→ TASK DESCRIPTION:
Find each line in the listing below that contains the string "roof", matching case exactly, and copy those lines out.

___ MATERIAL FOR THE TASK ___

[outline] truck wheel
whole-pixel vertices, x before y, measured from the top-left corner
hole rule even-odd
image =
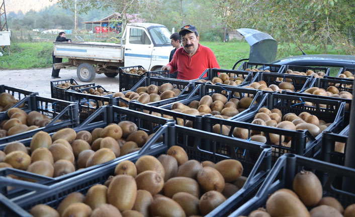
[[[118,73],[105,73],[105,75],[109,78],[115,78],[118,75]]]
[[[91,82],[95,78],[95,68],[86,62],[81,63],[76,69],[76,75],[82,82]]]

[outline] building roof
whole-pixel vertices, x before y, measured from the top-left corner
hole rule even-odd
[[[145,19],[139,18],[139,15],[137,14],[126,14],[127,19],[128,23],[142,23],[146,21]],[[100,24],[102,23],[108,22],[111,20],[121,20],[122,17],[121,14],[118,12],[114,13],[99,21],[85,21],[83,23],[90,23],[94,24]]]

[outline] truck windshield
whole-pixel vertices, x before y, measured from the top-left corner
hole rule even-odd
[[[149,31],[156,45],[171,46],[169,39],[171,33],[166,27],[153,27],[149,29]]]

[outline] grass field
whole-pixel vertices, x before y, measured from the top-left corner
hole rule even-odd
[[[201,44],[210,48],[215,53],[221,68],[231,69],[238,60],[249,57],[250,47],[245,41],[234,42],[200,41]],[[291,47],[291,48],[290,48]],[[277,59],[290,56],[301,55],[296,46],[279,45]],[[303,48],[307,54],[320,53],[314,46],[305,45]],[[52,66],[53,43],[12,43],[11,55],[0,56],[0,69],[16,69],[45,68]],[[328,49],[329,54],[342,53],[341,51]],[[63,61],[66,61],[63,59]]]

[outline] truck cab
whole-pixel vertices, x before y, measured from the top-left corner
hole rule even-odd
[[[169,61],[171,33],[164,26],[135,23],[127,25],[122,37],[125,66],[141,65],[154,70]]]
[[[148,70],[158,70],[169,62],[173,48],[170,35],[162,25],[133,23],[127,25],[120,43],[54,42],[54,55],[68,61],[53,67],[77,67],[77,76],[83,82],[92,82],[97,74],[115,77],[120,67],[140,65]]]

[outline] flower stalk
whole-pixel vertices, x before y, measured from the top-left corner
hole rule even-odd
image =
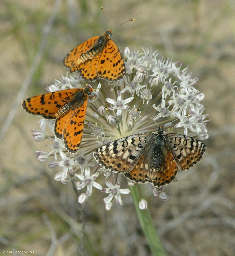
[[[140,224],[149,248],[154,256],[166,256],[165,250],[152,220],[149,209],[141,210],[139,203],[141,200],[141,186],[130,186],[130,189]],[[142,193],[141,193],[142,194]]]

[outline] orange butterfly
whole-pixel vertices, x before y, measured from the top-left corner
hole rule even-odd
[[[88,39],[74,48],[64,58],[64,64],[71,72],[78,70],[89,81],[98,78],[116,81],[122,78],[126,68],[115,43],[108,29],[100,36]]]
[[[76,153],[82,139],[88,96],[93,91],[88,86],[59,91],[28,98],[22,107],[33,115],[56,119],[55,134],[60,139],[63,137],[67,150]]]

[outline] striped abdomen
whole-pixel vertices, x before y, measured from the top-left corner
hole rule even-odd
[[[70,110],[72,109],[71,108],[71,106],[70,102],[68,102],[62,106],[61,108],[58,110],[58,112],[56,113],[55,116],[57,118],[58,117],[61,117],[65,116],[68,112]]]
[[[91,60],[96,54],[97,51],[93,49],[88,51],[82,54],[79,59],[77,59],[77,64],[78,64],[84,63],[88,60]]]

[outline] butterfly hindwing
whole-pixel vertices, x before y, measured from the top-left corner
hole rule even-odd
[[[33,115],[48,119],[55,118],[55,114],[71,100],[77,90],[69,89],[30,97],[23,101],[22,107]]]
[[[150,142],[151,134],[139,133],[117,140],[99,148],[93,155],[100,165],[111,172],[128,172]]]
[[[125,173],[125,176],[136,182],[148,182],[158,187],[170,183],[177,172],[176,163],[167,148],[157,148],[157,150],[158,152],[155,154],[154,148],[147,147],[135,167],[129,172]],[[159,163],[156,164],[155,155],[159,157]]]
[[[194,138],[164,132],[160,126],[156,134],[122,138],[101,147],[93,155],[108,170],[123,173],[137,183],[161,187],[174,180],[178,167],[187,170],[199,161],[206,148],[203,142]]]
[[[92,81],[97,79],[96,67],[100,56],[100,52],[97,53],[90,60],[80,65],[79,68],[81,74],[84,79],[88,81]]]
[[[175,133],[165,136],[174,157],[181,170],[187,170],[198,162],[206,150],[205,144],[195,138]]]
[[[72,153],[77,151],[80,146],[87,105],[87,100],[74,110],[74,113],[64,127],[64,144],[67,149]]]

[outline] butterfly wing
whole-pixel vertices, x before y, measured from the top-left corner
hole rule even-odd
[[[178,166],[183,171],[198,162],[206,148],[203,142],[189,136],[169,133],[165,136]]]
[[[77,89],[69,89],[28,98],[22,103],[27,112],[41,116],[44,118],[56,118],[55,114],[71,100]]]
[[[59,138],[63,137],[67,150],[76,153],[79,148],[82,136],[84,123],[87,105],[88,96],[84,94],[81,104],[72,109],[64,116],[55,120],[54,131]]]
[[[64,60],[64,65],[70,68],[70,72],[80,71],[84,67],[84,63],[80,65],[77,64],[77,60],[82,54],[85,53],[92,47],[99,37],[99,36],[94,36],[88,39],[76,46],[67,54]],[[90,61],[86,62],[90,63]]]
[[[117,45],[108,39],[97,64],[96,74],[103,79],[116,81],[122,78],[125,72],[124,61]]]
[[[137,183],[150,183],[157,187],[170,183],[174,178],[178,167],[170,150],[161,149],[158,152],[161,164],[157,169],[153,164],[153,148],[150,145],[141,156],[135,167],[125,176]]]
[[[124,137],[99,148],[93,156],[106,170],[128,172],[135,167],[153,136],[153,133],[146,133]]]
[[[91,60],[80,65],[81,74],[84,79],[88,81],[92,81],[98,78],[96,67],[100,56],[100,53],[98,52]]]
[[[70,152],[76,153],[79,148],[82,140],[88,99],[80,108],[76,109],[65,126],[64,140],[65,147]]]

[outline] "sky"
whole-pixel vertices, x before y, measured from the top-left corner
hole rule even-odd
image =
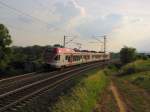
[[[150,0],[0,0],[0,23],[10,31],[13,45],[63,44],[107,50],[124,46],[150,51]]]

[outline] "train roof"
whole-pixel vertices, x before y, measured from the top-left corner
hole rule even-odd
[[[96,52],[96,51],[88,51],[88,50],[75,50],[70,48],[60,48],[60,47],[51,47],[47,49],[50,52],[54,53],[104,53],[104,52]]]

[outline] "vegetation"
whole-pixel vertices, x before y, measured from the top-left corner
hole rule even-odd
[[[107,70],[115,71],[110,68]],[[123,74],[113,78],[119,92],[130,112],[150,111],[150,60],[137,60],[116,70],[115,74]]]
[[[77,84],[68,95],[61,96],[52,107],[53,112],[91,112],[108,79],[102,71],[88,73],[89,76]],[[93,74],[93,75],[90,75]]]
[[[136,59],[136,49],[124,47],[120,50],[120,60],[122,64],[127,64]]]

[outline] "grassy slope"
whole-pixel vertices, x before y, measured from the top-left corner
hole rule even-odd
[[[89,72],[87,78],[77,84],[68,95],[61,96],[53,106],[53,112],[91,112],[107,85],[108,79],[102,71]]]
[[[130,112],[150,112],[150,60],[130,63],[122,71],[129,68],[134,68],[135,73],[116,79],[120,93]]]

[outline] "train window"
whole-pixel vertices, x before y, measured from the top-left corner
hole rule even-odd
[[[68,60],[68,56],[66,56],[65,59]]]
[[[56,61],[59,61],[59,60],[60,60],[60,55],[57,55],[57,56],[55,57],[55,60],[56,60]]]
[[[68,62],[71,62],[71,57],[70,56],[68,56]]]

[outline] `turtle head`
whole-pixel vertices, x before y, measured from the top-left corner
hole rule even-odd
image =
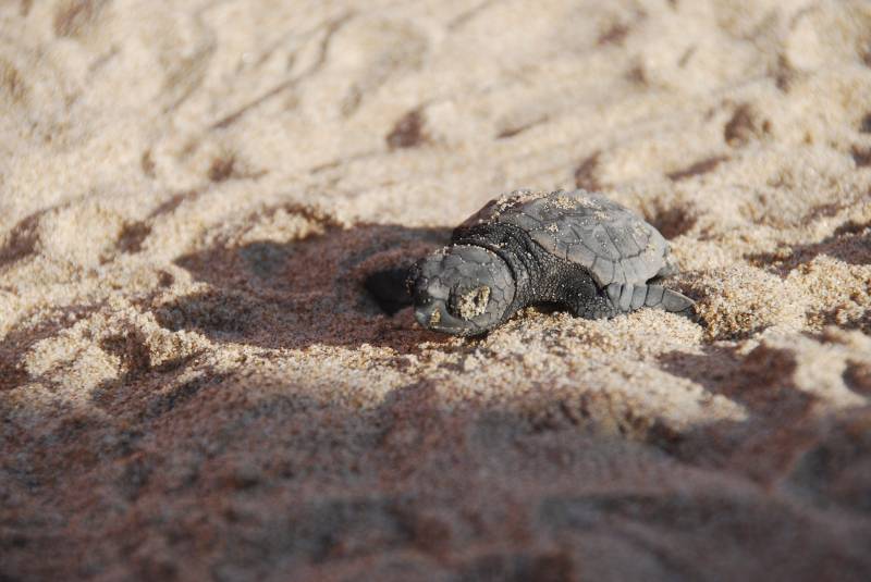
[[[408,274],[408,290],[420,325],[467,336],[504,319],[515,284],[508,264],[495,252],[454,245],[419,260]]]

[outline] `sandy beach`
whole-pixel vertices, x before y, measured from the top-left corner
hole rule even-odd
[[[518,188],[697,322],[364,281]],[[0,0],[0,581],[871,579],[871,3]]]

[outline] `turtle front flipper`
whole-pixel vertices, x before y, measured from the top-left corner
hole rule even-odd
[[[642,307],[653,307],[689,318],[695,315],[696,302],[692,299],[661,285],[612,283],[605,287],[605,294],[613,308],[619,313],[628,313]]]

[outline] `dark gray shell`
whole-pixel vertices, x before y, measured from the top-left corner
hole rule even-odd
[[[665,270],[668,243],[633,211],[586,190],[516,191],[491,200],[462,226],[512,224],[544,250],[589,270],[601,286],[645,284]]]

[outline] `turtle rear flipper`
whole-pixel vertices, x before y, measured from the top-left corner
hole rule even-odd
[[[642,307],[652,307],[689,318],[695,315],[696,302],[692,299],[662,285],[612,283],[605,287],[605,293],[611,305],[619,313],[628,313]]]

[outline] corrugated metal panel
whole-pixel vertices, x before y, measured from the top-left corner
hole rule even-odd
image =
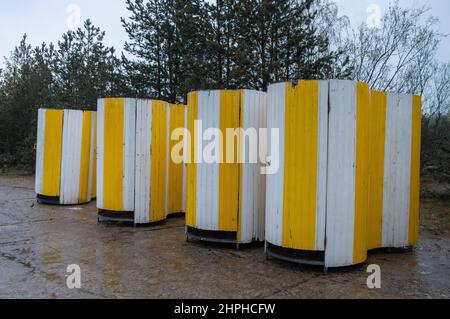
[[[103,132],[99,133],[99,137],[103,139],[98,141],[103,151],[103,154],[99,156],[99,160],[101,158],[103,161],[103,165],[99,165],[99,169],[102,168],[103,172],[99,171],[102,180],[99,181],[101,187],[98,190],[102,193],[99,194],[101,201],[97,202],[97,207],[106,211],[121,212],[126,211],[126,207],[123,205],[124,179],[128,178],[124,174],[125,99],[105,99],[103,102],[100,101],[99,109],[102,103],[104,103],[104,110],[101,112],[103,118],[99,119],[99,127],[102,127]],[[101,124],[100,121],[102,121]],[[128,190],[130,190],[129,187]]]
[[[167,176],[167,108],[162,101],[152,101],[150,221],[166,218]]]
[[[63,117],[62,110],[45,112],[44,176],[40,195],[59,197],[60,194]]]
[[[325,250],[325,226],[327,200],[328,166],[328,81],[319,81],[318,100],[318,154],[317,154],[317,192],[316,192],[316,250]]]
[[[150,223],[150,181],[151,181],[151,102],[139,100],[136,108],[136,189],[135,223]]]
[[[243,118],[244,130],[255,129],[256,140],[253,146],[258,146],[259,128],[266,126],[266,93],[244,90],[243,91]],[[242,203],[241,203],[241,241],[251,242],[253,240],[264,240],[265,223],[265,175],[261,174],[262,164],[258,158],[250,161],[249,138],[244,136],[242,152],[246,163],[242,164]],[[258,155],[258,149],[253,149]]]
[[[266,240],[276,246],[283,245],[283,208],[284,208],[284,154],[285,154],[285,121],[286,121],[286,84],[279,83],[269,86],[267,105],[269,166],[274,165],[273,157],[279,155],[279,169],[275,174],[266,177]],[[272,129],[279,130],[277,137],[272,136]],[[272,159],[271,159],[272,157]]]
[[[199,93],[188,94],[188,124],[191,134],[190,145],[186,148],[186,226],[197,227],[197,140],[195,121],[198,119]]]
[[[62,205],[91,200],[91,131],[94,112],[40,110],[36,192]],[[44,187],[45,186],[45,187]],[[57,188],[56,188],[57,187]]]
[[[220,91],[202,91],[198,94],[198,119],[203,130],[220,128]],[[201,128],[196,141],[198,152],[203,152]],[[202,154],[202,153],[200,153]],[[200,155],[199,154],[199,155]],[[198,156],[203,159],[203,156]],[[219,231],[219,164],[197,164],[196,227]]]
[[[36,145],[36,194],[43,194],[44,149],[45,149],[45,116],[46,110],[38,112],[37,145]]]
[[[188,127],[188,107],[184,106],[184,128],[187,129]],[[184,137],[184,147],[183,147],[183,156],[184,156],[184,163],[183,163],[183,194],[182,194],[182,210],[183,212],[186,212],[186,206],[187,206],[187,149],[190,145],[187,141],[187,136]]]
[[[268,242],[295,250],[324,251],[328,82],[270,86],[268,123],[269,130],[280,129],[282,145],[280,170],[267,177],[267,200],[270,205],[278,202],[277,209],[268,208],[268,223],[275,223],[267,227]]]
[[[186,127],[186,107],[170,104],[167,116],[167,145],[170,145],[167,149],[167,214],[170,215],[185,212],[185,166],[183,162],[175,163],[172,159],[172,152],[178,151],[175,146],[178,147],[180,141],[172,140],[171,136],[175,130]]]
[[[369,250],[381,248],[383,234],[383,185],[386,144],[387,94],[372,91],[370,97],[370,161],[369,161]]]
[[[92,112],[91,125],[89,194],[91,199],[95,199],[97,197],[97,112]]]
[[[420,223],[420,151],[422,143],[422,99],[413,96],[411,141],[411,193],[409,205],[409,246],[419,240]]]
[[[250,90],[201,91],[189,95],[187,126],[199,160],[188,164],[187,170],[189,227],[235,232],[237,242],[241,243],[264,239],[265,176],[261,176],[261,164],[241,165],[237,162],[239,153],[248,153],[249,147],[240,149],[239,143],[235,143],[233,154],[227,154],[226,145],[231,142],[228,138],[232,138],[227,137],[228,129],[232,129],[229,133],[237,134],[234,139],[239,141],[238,129],[265,127],[266,104],[265,93]],[[195,135],[197,119],[202,127],[197,127]],[[221,136],[217,136],[218,129]],[[212,143],[217,139],[221,139],[220,149]]]
[[[103,182],[105,160],[105,100],[97,102],[97,208],[103,209]]]
[[[358,84],[330,81],[329,153],[327,188],[327,267],[355,263],[357,227]],[[366,101],[368,107],[368,100]],[[366,125],[367,128],[367,125]],[[360,137],[362,138],[362,137]],[[367,214],[367,211],[365,212]],[[364,234],[366,236],[366,234]]]
[[[125,100],[124,110],[124,160],[123,160],[123,206],[126,212],[134,211],[134,184],[136,166],[136,103]]]
[[[64,111],[60,204],[78,203],[83,112]]]
[[[383,246],[408,246],[412,96],[389,94],[383,200]]]
[[[368,249],[412,246],[419,225],[420,97],[372,92],[371,107]]]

___

→ THE SOLUTION:
[outline] building roof
[outline] "train roof"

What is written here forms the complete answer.